■ REQUEST ■
Find and copy every line in the entries below that contains the word "fuselage". Match the case exactly.

··· MATERIAL SUPPLIED ···

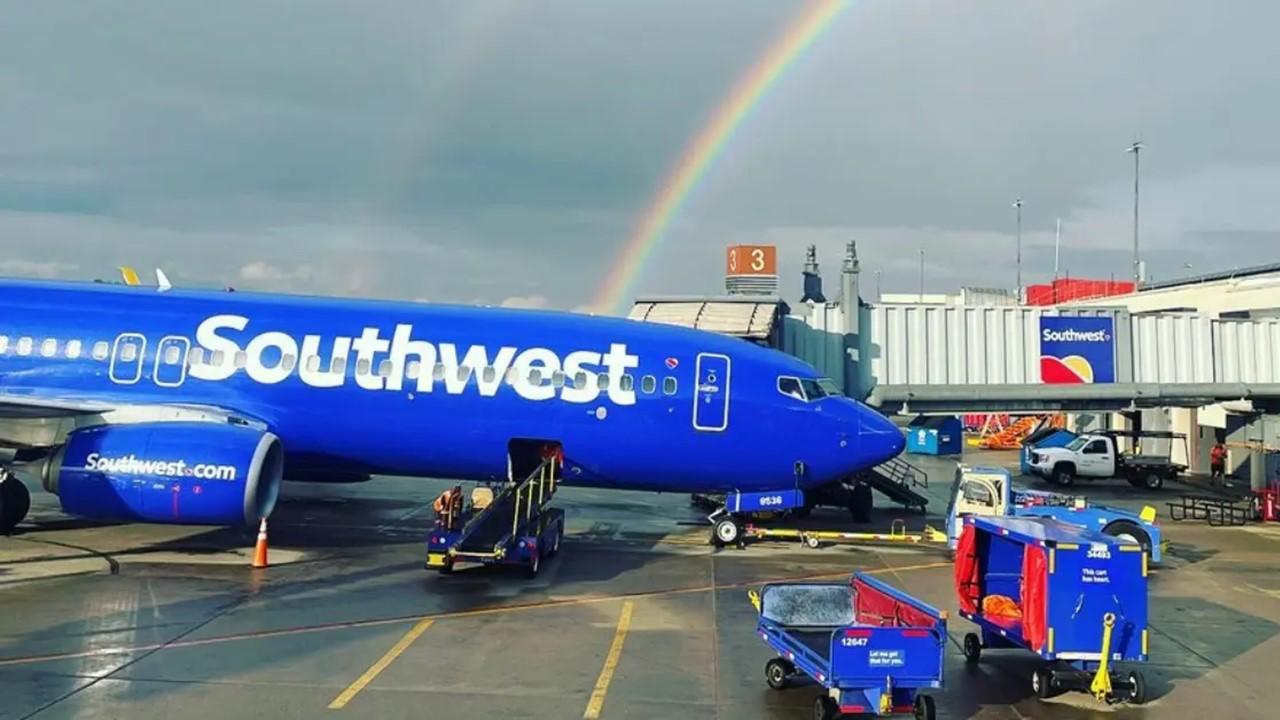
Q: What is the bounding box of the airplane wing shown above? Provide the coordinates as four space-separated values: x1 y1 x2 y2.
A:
0 392 266 428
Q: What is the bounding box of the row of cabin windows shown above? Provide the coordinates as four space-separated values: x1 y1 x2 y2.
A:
0 336 677 395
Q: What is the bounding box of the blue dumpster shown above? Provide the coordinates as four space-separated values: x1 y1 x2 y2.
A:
906 415 964 455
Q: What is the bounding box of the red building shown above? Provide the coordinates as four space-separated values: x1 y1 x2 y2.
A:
1027 278 1135 305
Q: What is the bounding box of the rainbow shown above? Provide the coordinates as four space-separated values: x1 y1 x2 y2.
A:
591 0 846 313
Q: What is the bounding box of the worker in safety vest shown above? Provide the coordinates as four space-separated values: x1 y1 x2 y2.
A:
1208 442 1226 478
431 486 462 529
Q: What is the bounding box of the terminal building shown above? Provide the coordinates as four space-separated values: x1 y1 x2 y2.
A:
630 242 1280 484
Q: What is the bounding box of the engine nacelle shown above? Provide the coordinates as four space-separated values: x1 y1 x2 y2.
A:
42 421 284 525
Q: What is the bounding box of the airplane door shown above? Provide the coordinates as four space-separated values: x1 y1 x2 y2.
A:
108 333 147 386
154 336 191 387
694 352 730 432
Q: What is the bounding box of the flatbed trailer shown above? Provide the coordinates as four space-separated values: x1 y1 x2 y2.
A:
751 573 947 720
955 516 1148 705
426 459 564 578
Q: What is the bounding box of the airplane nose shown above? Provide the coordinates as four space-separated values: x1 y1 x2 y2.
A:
858 405 906 465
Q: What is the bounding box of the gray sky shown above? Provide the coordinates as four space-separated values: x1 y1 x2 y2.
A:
0 0 1280 309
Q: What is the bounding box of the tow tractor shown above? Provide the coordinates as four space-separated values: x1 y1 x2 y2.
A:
947 465 1162 562
426 450 564 578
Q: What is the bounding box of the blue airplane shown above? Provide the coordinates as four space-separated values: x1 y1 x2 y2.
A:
0 274 904 541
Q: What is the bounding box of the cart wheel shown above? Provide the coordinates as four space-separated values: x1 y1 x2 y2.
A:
712 518 741 547
1124 670 1147 705
813 694 840 720
915 694 938 720
764 657 796 691
1032 667 1053 700
525 543 543 579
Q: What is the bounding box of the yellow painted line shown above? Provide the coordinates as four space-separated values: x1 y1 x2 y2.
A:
582 600 635 720
329 618 435 710
0 562 951 667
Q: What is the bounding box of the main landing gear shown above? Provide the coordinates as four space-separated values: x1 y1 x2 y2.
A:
0 469 31 536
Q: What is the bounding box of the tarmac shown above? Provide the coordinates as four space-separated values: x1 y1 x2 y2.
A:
0 451 1280 720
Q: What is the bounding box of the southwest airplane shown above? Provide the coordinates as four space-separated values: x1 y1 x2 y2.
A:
0 275 904 541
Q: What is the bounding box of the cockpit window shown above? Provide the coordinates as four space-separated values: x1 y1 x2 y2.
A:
800 378 827 401
778 377 805 401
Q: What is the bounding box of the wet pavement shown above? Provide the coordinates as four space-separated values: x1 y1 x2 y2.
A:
0 454 1280 720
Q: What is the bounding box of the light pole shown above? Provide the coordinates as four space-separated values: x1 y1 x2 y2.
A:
920 247 924 305
1124 140 1144 287
1014 197 1023 294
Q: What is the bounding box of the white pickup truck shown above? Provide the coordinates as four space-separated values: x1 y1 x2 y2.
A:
1030 430 1187 489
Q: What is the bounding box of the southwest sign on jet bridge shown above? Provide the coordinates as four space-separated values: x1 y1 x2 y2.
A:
0 274 904 532
1041 315 1116 384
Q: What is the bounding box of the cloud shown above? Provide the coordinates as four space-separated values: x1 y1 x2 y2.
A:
0 0 1280 307
499 295 547 307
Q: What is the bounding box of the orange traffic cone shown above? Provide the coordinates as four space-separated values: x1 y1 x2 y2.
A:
253 518 266 568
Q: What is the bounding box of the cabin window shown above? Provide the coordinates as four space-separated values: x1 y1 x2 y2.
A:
778 375 804 400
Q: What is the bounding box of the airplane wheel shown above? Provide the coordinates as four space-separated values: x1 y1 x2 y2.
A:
712 518 742 547
0 475 31 536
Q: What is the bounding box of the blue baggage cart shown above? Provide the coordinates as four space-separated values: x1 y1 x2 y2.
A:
955 516 1147 705
751 573 947 720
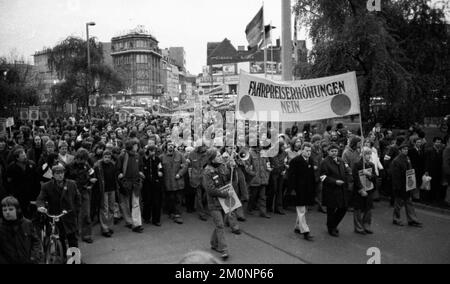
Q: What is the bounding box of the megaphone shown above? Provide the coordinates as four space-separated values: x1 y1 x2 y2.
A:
238 148 250 162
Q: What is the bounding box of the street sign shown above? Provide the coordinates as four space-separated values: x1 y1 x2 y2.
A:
367 0 381 12
0 118 7 134
30 106 39 121
20 108 30 120
89 96 97 107
39 110 50 121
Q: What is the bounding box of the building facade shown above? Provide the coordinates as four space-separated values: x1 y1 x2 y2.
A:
33 50 60 103
111 27 162 102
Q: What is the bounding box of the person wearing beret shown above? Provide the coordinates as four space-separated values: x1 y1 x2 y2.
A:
320 143 349 237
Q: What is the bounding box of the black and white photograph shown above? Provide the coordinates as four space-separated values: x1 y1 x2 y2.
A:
0 0 450 268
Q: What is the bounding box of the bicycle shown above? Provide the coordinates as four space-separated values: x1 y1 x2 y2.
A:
42 211 68 264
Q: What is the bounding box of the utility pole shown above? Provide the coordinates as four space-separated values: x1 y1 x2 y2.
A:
281 0 292 81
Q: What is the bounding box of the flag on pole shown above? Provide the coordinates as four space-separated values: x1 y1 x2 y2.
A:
245 7 264 47
259 25 276 49
29 106 39 121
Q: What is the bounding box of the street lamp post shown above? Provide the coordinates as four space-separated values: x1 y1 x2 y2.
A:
86 22 95 112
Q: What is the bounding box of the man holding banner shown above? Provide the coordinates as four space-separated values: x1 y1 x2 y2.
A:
392 143 422 227
236 72 361 122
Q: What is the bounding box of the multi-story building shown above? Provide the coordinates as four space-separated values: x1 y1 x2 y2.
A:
111 26 162 102
34 49 60 102
197 39 307 100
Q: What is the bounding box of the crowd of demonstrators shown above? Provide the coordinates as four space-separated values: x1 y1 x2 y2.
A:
0 109 450 263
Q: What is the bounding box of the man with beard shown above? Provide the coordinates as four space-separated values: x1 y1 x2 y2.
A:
186 141 208 221
161 141 187 224
94 150 117 238
142 146 163 227
202 149 231 260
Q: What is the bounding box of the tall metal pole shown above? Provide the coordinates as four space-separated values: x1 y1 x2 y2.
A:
281 0 292 81
86 23 91 114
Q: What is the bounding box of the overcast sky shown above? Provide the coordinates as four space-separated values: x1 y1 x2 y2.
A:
0 0 310 74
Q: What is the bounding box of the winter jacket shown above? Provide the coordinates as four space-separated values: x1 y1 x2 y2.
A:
203 165 229 210
248 150 270 187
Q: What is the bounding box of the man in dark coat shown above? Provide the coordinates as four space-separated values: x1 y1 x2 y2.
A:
0 196 42 264
6 148 40 219
288 143 316 241
408 137 425 201
320 144 349 237
352 148 377 235
36 165 81 249
142 146 163 227
94 150 118 238
392 143 422 227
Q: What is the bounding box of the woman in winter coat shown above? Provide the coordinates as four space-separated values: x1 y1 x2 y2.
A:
0 197 42 264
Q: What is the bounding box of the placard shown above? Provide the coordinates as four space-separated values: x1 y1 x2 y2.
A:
29 106 39 121
406 169 417 192
359 168 375 191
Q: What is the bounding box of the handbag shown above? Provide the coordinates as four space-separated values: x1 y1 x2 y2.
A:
420 175 432 191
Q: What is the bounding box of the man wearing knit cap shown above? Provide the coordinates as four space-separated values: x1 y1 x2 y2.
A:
202 149 231 260
391 143 422 227
320 143 349 237
186 140 208 221
161 141 187 224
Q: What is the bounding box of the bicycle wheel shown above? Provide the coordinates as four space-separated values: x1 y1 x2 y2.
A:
45 239 65 264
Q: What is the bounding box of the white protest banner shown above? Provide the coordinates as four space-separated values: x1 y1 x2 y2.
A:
39 110 50 121
30 106 39 121
236 72 361 122
89 96 97 107
0 118 7 134
119 112 127 122
20 108 30 120
218 184 242 214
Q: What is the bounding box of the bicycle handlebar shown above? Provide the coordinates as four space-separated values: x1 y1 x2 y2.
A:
44 211 69 219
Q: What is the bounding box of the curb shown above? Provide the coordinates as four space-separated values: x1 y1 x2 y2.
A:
380 196 450 216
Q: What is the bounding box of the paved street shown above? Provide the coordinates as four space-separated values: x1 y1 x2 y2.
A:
81 203 450 264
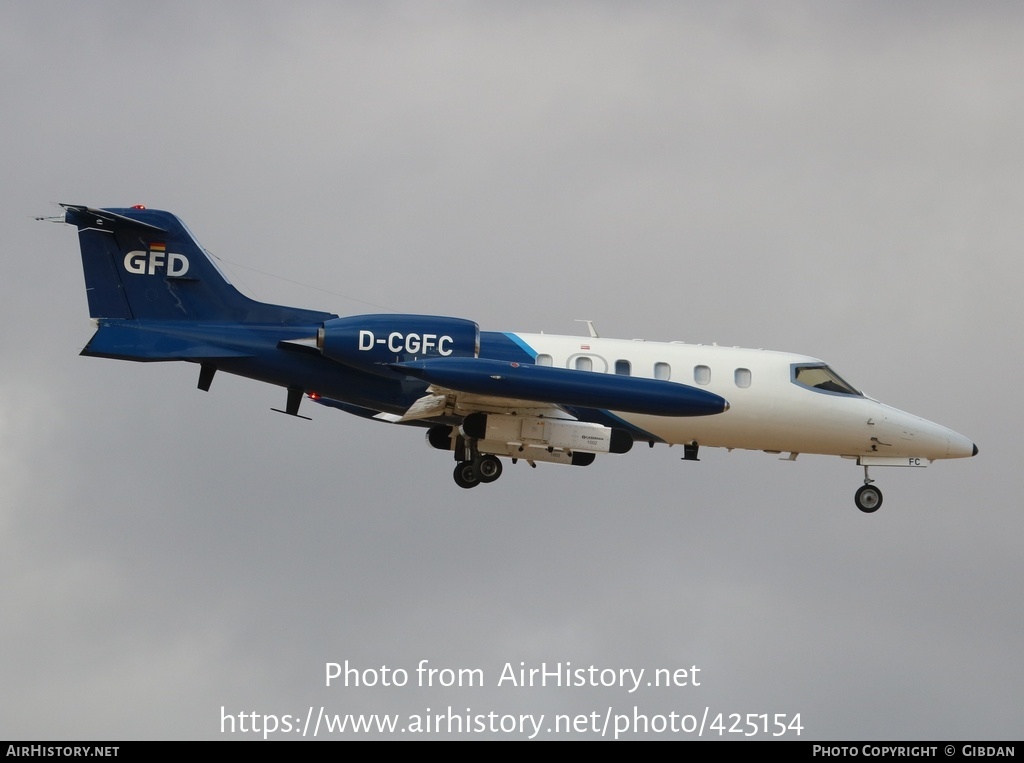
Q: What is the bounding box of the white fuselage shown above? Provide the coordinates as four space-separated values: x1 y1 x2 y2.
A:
516 334 976 461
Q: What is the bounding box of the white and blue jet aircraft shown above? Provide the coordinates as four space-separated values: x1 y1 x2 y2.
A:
49 204 978 512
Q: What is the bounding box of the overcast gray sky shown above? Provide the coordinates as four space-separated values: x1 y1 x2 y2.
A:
0 1 1024 739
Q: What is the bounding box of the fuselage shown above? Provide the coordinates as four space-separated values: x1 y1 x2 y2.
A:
514 334 976 460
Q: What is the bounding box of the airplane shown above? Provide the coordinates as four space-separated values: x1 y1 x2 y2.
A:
46 204 978 513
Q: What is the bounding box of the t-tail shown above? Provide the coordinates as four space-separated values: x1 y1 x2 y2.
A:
61 204 334 361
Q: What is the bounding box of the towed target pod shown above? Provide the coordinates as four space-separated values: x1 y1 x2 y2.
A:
388 357 729 416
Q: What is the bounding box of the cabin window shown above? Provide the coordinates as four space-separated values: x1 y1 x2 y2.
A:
793 365 863 397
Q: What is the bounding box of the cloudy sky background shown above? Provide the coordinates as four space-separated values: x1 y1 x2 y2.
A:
0 2 1024 739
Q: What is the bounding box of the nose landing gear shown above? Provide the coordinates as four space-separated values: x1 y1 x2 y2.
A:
853 466 882 514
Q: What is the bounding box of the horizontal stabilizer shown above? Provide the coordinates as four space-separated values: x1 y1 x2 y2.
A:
82 322 247 361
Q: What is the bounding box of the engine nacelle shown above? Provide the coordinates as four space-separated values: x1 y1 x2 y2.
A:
316 314 480 375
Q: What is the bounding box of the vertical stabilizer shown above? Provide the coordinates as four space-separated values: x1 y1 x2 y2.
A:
61 204 332 325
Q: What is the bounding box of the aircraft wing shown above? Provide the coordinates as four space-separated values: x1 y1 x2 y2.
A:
388 357 729 416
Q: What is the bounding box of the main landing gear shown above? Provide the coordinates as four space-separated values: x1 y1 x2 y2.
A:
853 466 882 514
452 454 502 490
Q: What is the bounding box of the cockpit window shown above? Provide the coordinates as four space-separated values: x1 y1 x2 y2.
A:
793 366 862 396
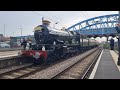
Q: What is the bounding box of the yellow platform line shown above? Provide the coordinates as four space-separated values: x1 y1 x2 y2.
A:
109 50 120 72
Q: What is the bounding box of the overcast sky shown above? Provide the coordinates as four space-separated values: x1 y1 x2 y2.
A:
0 11 118 36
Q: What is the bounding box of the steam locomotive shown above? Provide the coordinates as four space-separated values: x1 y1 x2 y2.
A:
19 20 98 64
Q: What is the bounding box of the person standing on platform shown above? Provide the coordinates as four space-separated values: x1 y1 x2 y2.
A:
110 38 114 50
21 38 27 50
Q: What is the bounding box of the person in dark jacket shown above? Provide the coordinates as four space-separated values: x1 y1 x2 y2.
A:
110 38 114 50
21 38 27 50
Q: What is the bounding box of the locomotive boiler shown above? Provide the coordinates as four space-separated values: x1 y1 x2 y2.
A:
19 20 97 64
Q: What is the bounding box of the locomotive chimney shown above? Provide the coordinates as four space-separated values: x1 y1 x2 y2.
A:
42 20 51 27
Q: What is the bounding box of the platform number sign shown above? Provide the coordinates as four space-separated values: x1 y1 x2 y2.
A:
115 24 120 33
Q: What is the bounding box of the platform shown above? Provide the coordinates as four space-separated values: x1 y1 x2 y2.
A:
0 51 19 59
89 49 120 79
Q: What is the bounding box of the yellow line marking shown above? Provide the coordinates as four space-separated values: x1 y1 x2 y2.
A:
109 50 120 72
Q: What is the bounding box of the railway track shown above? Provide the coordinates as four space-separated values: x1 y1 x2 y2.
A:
51 49 102 79
0 49 98 79
0 64 42 79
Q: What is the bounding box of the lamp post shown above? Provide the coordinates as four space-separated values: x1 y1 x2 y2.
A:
53 22 58 28
117 11 120 65
18 28 23 40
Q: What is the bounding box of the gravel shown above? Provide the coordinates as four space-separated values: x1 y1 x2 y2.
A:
24 48 96 79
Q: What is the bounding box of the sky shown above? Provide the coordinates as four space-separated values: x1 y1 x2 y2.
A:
0 11 118 42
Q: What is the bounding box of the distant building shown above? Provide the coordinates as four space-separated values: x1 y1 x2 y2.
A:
0 34 5 42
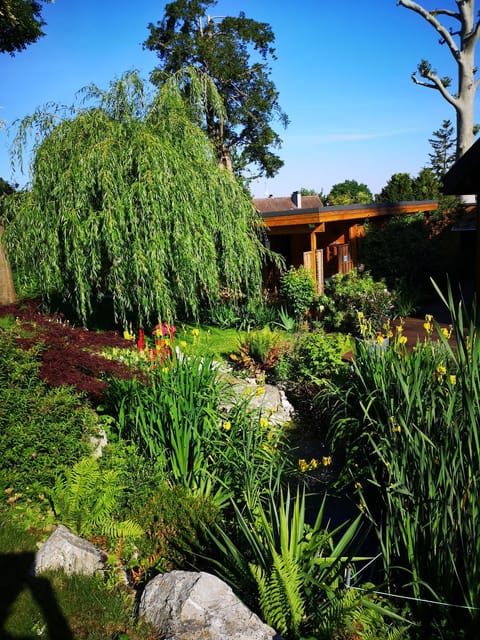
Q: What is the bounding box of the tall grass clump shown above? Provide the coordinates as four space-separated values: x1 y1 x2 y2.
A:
332 284 480 637
106 344 287 506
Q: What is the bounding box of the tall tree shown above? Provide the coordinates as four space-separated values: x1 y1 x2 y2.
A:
0 0 49 56
327 180 373 206
0 178 17 304
5 74 263 324
428 120 455 179
398 0 480 160
144 0 288 178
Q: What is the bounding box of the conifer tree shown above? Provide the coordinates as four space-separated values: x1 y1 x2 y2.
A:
428 120 455 179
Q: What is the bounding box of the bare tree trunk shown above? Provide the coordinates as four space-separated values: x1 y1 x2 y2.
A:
398 0 480 160
0 224 17 304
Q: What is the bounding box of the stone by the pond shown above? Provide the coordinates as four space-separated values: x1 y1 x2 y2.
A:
227 378 295 424
139 571 279 640
35 525 103 576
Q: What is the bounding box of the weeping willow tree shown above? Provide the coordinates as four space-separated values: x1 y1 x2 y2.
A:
5 72 264 324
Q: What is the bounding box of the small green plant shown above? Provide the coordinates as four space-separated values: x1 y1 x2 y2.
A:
279 266 315 321
0 332 97 498
274 307 297 331
107 356 225 502
230 327 287 373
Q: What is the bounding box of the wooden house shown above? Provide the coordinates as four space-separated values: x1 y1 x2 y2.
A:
443 140 480 303
253 192 438 293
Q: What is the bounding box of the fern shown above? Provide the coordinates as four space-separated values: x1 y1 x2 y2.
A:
252 550 305 637
50 458 143 538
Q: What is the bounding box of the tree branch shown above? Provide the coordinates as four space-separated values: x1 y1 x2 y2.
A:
412 66 457 108
397 0 462 58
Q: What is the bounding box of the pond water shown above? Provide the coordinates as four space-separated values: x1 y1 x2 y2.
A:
289 418 381 582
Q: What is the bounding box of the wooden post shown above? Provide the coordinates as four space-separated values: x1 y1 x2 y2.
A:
0 224 17 304
315 249 325 295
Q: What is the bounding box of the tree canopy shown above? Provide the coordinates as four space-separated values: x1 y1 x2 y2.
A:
5 73 262 325
0 0 48 56
375 167 441 202
144 0 288 178
327 180 373 206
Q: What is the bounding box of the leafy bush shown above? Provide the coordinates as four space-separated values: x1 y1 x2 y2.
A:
49 457 143 539
230 327 288 374
279 266 315 321
320 269 395 333
361 214 461 296
203 490 406 640
290 329 346 381
0 301 133 402
0 332 98 494
127 478 220 582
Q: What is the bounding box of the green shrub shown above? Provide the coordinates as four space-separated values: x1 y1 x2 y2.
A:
106 356 225 492
290 329 347 381
0 332 98 494
320 270 395 333
230 327 288 374
279 266 315 321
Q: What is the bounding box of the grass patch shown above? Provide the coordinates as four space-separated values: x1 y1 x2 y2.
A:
0 520 156 640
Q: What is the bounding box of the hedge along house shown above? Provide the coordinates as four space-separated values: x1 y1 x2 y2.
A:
253 191 438 293
442 140 480 304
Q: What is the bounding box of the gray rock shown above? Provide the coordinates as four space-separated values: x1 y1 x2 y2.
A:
139 571 279 640
35 525 103 576
227 378 295 425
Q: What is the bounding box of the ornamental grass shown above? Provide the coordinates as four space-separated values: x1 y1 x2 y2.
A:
331 284 480 637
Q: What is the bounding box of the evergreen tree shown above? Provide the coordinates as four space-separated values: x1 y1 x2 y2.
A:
428 120 456 179
327 180 373 206
412 167 442 200
376 173 415 202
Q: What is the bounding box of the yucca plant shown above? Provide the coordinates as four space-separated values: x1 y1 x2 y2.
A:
202 489 361 638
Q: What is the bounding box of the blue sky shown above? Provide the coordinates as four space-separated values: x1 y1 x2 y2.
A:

···

■ OUTPUT ■
Q: What is the bounding box of the white fuselage shown above? Provide the coordinates as four space-separated values: x1 y1 x2 y2.
Q: What is the bounding box of the fuselage shown above? Provide the coordinates as four space-separated values: x1 y1 x2 y2.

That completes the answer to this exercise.